Written problem
Copy out every line of the listing below word for word, omitting the pictures.

---+---

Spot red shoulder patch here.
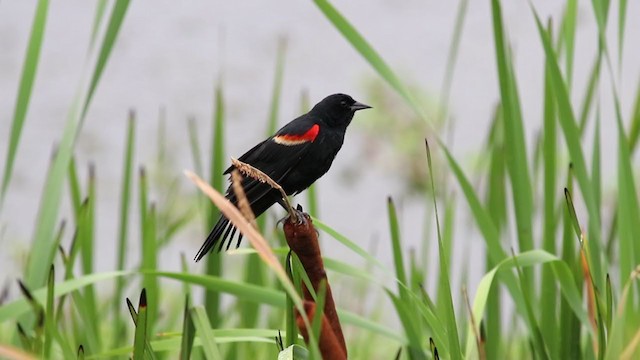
[273,124,320,146]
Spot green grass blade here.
[425,140,462,359]
[491,0,533,276]
[133,289,148,359]
[89,0,107,48]
[204,82,226,327]
[42,264,57,359]
[0,0,49,204]
[187,117,204,174]
[311,279,327,342]
[0,271,131,324]
[629,81,640,153]
[618,0,627,69]
[579,53,602,135]
[387,290,426,359]
[113,111,136,345]
[465,250,591,358]
[68,158,83,223]
[180,295,196,359]
[387,197,408,301]
[191,306,222,360]
[140,204,160,332]
[533,10,604,289]
[614,92,640,292]
[540,31,556,357]
[285,251,300,347]
[513,254,550,360]
[126,298,156,360]
[26,0,129,286]
[81,0,129,119]
[562,0,578,88]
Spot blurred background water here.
[0,0,640,302]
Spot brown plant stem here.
[284,210,347,359]
[296,300,347,360]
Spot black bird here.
[195,94,371,261]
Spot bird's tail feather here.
[195,215,235,262]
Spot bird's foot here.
[293,204,308,225]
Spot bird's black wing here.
[196,118,320,261]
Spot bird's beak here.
[351,101,371,111]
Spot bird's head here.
[311,94,371,127]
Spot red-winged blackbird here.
[196,94,371,261]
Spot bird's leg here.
[277,198,307,225]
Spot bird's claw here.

---+---

Result for this exercise
Spot red shoulder patch here.
[273,124,320,146]
Spot green grass blade here.
[425,140,462,359]
[491,0,533,276]
[133,289,148,359]
[89,0,107,48]
[204,82,226,327]
[42,264,57,359]
[0,0,49,204]
[187,117,204,174]
[311,279,327,342]
[0,271,131,324]
[629,81,640,153]
[618,0,627,69]
[579,53,602,135]
[387,290,426,359]
[113,111,136,345]
[465,250,591,358]
[68,158,83,223]
[180,295,196,359]
[387,197,408,301]
[191,306,222,360]
[140,204,160,332]
[533,10,604,289]
[614,92,640,292]
[540,31,556,357]
[285,251,300,347]
[513,254,550,360]
[126,298,156,360]
[26,0,129,286]
[81,0,129,119]
[562,0,578,88]
Spot blurred background water here.
[0,0,640,302]
Spot brown plant stem here.
[284,210,347,359]
[296,300,347,360]
Spot black bird here.
[195,94,371,261]
Spot bird's tail feather here.
[195,215,235,262]
Spot bird's foot here.
[293,204,308,225]
Spot bird's black wing here.
[196,118,320,261]
Spot bird's beak here.
[351,101,371,111]
Spot bird's head here.
[311,94,371,127]
Spot red-winged blackbird here.
[196,94,371,261]
Spot bird's leg here.
[277,198,307,225]
Spot bird's claw here.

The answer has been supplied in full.